§ DO THIS: Gather every line of the listing below that contains the word "door", and copy each of those lines in full.

## Start DATA FOR THIS EXERCISE

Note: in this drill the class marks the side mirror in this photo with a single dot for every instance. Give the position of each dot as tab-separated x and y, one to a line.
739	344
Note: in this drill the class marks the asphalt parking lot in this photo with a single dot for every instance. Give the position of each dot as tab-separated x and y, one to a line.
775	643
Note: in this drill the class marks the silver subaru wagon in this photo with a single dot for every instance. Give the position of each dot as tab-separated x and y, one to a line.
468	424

## End DATA FOR THIS EXERCISE
## Start DATA FOR THIS EXERCISE

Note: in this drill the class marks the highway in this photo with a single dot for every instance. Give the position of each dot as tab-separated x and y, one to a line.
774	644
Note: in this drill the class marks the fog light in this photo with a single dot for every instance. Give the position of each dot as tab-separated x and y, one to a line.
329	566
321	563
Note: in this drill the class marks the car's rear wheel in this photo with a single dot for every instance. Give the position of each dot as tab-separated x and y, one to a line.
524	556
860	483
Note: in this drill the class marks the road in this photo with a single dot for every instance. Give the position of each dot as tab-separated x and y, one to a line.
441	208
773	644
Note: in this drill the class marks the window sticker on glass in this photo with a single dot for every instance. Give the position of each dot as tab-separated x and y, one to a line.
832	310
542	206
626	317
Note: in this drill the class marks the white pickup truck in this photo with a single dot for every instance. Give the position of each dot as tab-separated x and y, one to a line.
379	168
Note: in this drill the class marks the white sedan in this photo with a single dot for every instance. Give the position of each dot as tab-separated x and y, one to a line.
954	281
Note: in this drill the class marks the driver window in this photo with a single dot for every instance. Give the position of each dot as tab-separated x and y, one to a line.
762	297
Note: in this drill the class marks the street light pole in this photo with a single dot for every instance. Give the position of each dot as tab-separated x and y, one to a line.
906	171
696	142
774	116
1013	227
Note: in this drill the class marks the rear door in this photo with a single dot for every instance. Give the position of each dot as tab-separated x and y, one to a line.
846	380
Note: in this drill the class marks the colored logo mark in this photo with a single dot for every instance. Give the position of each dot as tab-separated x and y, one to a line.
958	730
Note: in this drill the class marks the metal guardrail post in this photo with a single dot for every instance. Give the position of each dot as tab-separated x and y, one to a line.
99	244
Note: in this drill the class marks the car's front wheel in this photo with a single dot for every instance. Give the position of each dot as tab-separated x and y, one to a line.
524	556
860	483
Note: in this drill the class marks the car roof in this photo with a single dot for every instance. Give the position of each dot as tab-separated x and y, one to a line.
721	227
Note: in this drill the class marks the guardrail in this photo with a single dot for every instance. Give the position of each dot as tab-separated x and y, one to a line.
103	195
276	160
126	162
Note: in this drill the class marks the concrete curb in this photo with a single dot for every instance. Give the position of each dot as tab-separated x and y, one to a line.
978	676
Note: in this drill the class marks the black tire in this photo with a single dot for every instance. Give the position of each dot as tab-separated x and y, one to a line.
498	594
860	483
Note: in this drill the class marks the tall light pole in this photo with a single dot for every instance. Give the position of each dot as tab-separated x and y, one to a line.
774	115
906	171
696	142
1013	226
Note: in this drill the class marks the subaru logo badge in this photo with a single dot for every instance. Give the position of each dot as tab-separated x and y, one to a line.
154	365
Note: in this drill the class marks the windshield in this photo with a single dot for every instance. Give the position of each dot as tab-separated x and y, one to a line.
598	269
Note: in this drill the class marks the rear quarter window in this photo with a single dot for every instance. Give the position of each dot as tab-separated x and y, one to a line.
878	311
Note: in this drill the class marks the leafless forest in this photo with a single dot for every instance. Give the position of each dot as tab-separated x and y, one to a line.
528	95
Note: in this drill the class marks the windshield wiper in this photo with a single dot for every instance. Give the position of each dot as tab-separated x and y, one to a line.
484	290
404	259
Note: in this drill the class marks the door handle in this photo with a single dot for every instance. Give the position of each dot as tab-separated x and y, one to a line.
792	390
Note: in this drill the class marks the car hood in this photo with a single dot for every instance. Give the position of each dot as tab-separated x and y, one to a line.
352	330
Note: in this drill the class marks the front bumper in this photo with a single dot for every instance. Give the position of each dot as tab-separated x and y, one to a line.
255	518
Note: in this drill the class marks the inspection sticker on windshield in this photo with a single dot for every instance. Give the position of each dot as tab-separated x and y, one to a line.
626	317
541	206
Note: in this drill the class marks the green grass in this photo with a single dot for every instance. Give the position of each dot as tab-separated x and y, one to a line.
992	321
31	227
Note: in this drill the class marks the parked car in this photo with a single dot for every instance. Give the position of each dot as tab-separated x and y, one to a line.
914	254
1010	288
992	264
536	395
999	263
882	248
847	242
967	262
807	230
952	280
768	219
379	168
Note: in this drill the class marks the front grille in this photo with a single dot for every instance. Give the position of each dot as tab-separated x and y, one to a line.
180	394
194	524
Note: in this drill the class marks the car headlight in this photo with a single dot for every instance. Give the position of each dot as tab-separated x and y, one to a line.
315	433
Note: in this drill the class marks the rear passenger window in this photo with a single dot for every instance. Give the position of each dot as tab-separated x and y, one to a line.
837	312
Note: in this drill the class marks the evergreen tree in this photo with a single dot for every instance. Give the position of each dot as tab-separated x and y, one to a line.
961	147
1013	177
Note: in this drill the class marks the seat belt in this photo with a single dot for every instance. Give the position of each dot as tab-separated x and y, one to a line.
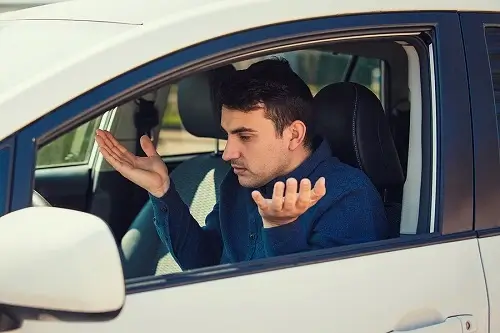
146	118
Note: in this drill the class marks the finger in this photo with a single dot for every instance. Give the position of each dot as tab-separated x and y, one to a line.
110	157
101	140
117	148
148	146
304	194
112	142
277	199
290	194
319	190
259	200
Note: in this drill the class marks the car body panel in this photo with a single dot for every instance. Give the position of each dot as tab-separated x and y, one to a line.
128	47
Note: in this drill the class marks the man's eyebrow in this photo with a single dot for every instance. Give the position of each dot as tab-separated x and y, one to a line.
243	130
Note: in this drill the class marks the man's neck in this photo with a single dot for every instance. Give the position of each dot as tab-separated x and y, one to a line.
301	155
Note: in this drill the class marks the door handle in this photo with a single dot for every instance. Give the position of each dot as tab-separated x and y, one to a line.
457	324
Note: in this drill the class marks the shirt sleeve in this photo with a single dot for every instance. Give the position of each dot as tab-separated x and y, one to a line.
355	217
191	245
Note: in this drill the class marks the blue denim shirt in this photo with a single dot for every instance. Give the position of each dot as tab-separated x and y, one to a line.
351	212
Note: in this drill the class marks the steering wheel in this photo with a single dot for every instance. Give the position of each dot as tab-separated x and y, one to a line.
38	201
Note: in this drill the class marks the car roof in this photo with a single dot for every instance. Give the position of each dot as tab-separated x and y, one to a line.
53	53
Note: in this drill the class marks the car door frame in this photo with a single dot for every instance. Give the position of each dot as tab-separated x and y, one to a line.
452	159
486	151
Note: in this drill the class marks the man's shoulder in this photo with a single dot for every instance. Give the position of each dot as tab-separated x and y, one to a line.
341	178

## End DATA FOR THIS EXERCISE
## Start DATA FOR THIS EXERCISE

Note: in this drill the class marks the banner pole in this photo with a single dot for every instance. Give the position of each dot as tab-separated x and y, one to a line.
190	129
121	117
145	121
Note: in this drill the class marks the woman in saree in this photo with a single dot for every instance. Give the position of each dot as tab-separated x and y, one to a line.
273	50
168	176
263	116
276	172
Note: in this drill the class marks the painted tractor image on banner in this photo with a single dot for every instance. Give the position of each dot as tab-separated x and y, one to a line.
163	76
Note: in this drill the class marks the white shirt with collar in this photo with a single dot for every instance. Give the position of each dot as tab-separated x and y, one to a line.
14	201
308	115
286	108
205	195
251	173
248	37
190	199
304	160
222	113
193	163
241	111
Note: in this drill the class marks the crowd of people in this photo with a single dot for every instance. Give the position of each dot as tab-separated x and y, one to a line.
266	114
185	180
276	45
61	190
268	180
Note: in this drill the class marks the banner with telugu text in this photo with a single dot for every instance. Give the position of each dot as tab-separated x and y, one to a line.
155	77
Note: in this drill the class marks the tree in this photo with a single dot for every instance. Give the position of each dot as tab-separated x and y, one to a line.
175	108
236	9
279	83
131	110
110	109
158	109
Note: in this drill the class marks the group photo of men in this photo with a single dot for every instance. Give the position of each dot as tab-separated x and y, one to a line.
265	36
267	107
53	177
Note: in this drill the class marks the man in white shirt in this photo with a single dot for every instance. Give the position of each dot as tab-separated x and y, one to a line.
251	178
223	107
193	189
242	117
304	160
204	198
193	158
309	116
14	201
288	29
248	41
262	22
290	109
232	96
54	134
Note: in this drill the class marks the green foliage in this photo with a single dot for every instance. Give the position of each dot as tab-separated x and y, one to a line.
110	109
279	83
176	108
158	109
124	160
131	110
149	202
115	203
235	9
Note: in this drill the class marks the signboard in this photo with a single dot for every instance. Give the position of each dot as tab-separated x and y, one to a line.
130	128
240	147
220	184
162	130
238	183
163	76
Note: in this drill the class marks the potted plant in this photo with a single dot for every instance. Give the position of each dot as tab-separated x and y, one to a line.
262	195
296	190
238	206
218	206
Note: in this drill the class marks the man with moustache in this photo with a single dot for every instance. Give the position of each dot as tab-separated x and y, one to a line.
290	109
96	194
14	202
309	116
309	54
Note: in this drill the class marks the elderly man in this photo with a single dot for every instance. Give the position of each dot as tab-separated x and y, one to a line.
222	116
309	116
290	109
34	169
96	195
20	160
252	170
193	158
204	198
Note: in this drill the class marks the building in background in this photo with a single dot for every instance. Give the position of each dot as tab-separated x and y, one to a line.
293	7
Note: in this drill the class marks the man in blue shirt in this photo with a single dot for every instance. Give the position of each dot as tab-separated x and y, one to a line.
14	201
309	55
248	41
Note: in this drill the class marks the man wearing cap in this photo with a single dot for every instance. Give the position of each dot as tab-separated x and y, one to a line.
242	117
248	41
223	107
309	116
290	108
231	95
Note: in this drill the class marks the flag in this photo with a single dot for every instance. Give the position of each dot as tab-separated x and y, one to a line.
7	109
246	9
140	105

## End DATA FOR THIS EXERCISE

§ SOLUTION TO THIS PROBLEM:
Note: in this drill the class marks the rear door in this photo with a single dot for every instance. Give the position of each dot as tab-separated x and y, one to a line.
Note: in this drill the class marks the door handle in this photo with a single dot for every instance. Give the position of each dot as tab-separated x and y, one to a line.
Note: in this drill the class marks the door handle in this photo with a single dot for every instance. Give the position of each dot as tab-separated x and y, one to a line.
Note: in this drill the class marks the car door frame in this photo with a single dot for every instance. Give the position of each dot as tab-separated x and y, one to a line.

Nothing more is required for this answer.